DIRECTION 1
Count the lines in the rows that contain the string "mark", and give only the number.

PROVIDED PASSAGE
───
The field of machine learning combines computation and statistics. Computational power is needed in the training procedure, which sometimes can take weeks even on computers built especially for the purpose. Statistics is used to derive the mathematics behind the machine learning models. It can be argued that the main reasons for the increased attention to machine learning during recent years are the increased processing power of modern computers and the large amounts of data easily accessible in today’s digital society.
Supervised Learning
Supervised learning is about finding a predictive model that maps inputs to outputs. To achieve this the learning algorithm is presented with examples of input and output pairs. The goal of the learning process is to produce a function that gives the desired output for inputs that have not been presented to the algorithm during training. It is achieved by fitting internal parameters, often referred to as $\theta$, to the data it tries to approximate. The optimal set of parameters found by the algorithm is often denoted \(\hat{\theta}\). The focus in supervised learning is to find a model that as good as possible maps unseen inputs to outputs. This is clearly similar to well known techniques as e.g. ordinary least squares. We want to use the data to make forecasts about future data points. In machine learning the models are generally very flexible and the internal parameters can thus recreate many different types of patterns in the data. However, the downside of this is that the values of the fitted parameters cannot easily be analysed with statistical rigour, and they typically lack structural or causal interpretation. This in contrast with ordinary least squares, where the fitted parameters, \(\hat{\beta}\), can be used to understand causal relationships in the data.
───
DIRECTION 2
Answer these questions from the passage on machine learning:
(a) Which two fields does machine learning combine?
(b) What symbol often denotes the optimal set of parameters that the algorithm finds?
(c) In ordinary least squares, what can the fitted parameters be used to understand?
───
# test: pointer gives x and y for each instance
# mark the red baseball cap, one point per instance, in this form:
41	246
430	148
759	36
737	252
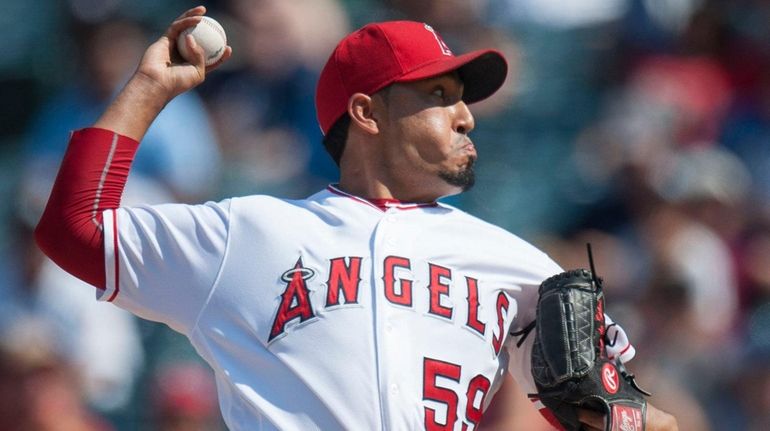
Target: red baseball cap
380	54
───
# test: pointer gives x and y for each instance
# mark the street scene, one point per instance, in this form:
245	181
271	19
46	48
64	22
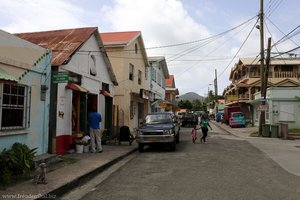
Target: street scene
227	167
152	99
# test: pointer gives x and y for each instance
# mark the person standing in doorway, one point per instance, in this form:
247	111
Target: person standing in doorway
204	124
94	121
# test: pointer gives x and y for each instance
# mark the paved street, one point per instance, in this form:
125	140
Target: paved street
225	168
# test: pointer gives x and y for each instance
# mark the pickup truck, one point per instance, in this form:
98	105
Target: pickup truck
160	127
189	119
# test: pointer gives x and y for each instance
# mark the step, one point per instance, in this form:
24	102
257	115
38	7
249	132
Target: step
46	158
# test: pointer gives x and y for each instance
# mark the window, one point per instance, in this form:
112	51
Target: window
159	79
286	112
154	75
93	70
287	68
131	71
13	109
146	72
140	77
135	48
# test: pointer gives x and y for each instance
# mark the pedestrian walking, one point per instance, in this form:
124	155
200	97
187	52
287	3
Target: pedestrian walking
───
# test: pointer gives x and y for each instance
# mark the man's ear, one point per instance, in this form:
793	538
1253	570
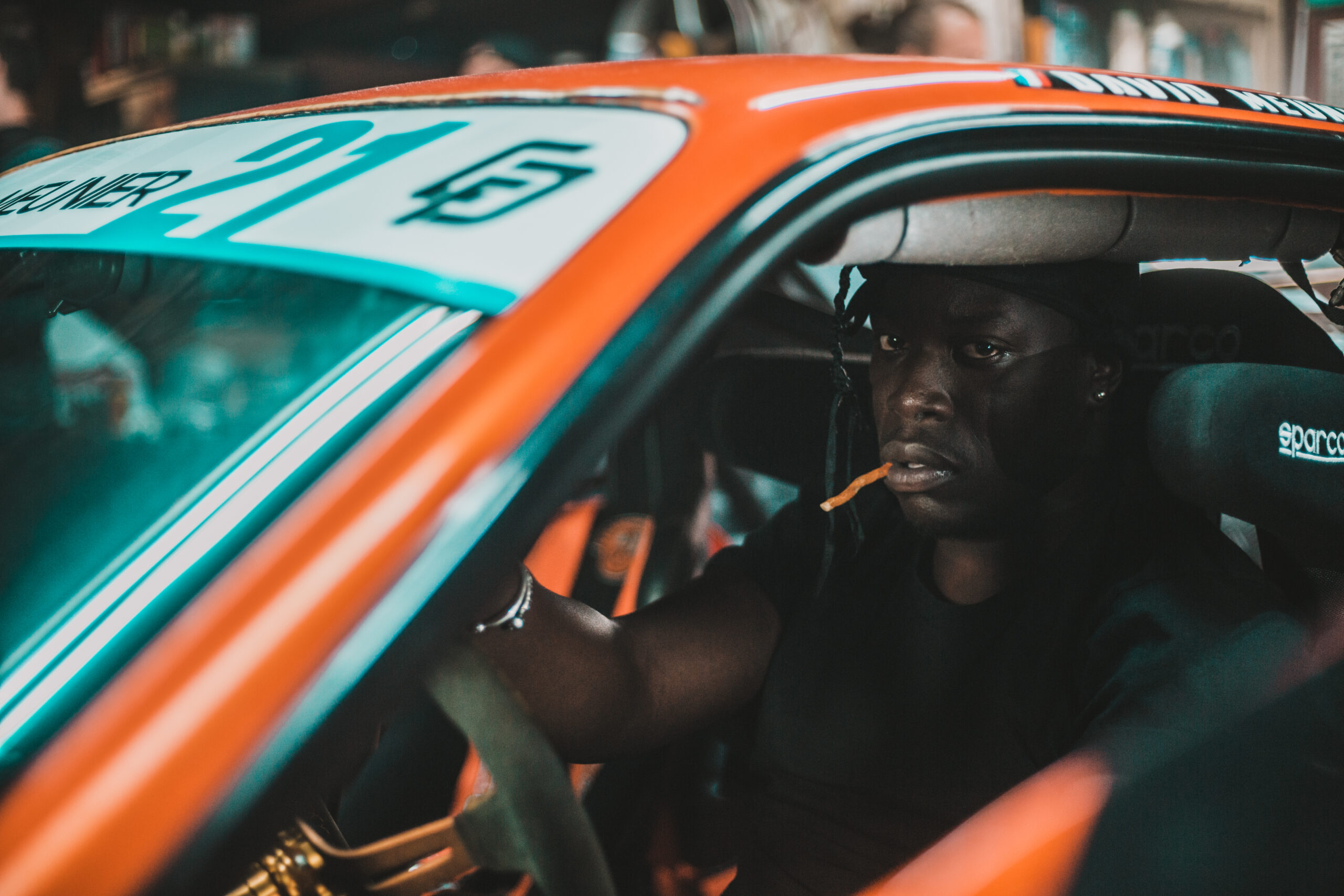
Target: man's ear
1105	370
───
REPLY 1
9

REPLY 2
(a) Computation and statistics
(b) θ̂
(c) Causal relationships in the data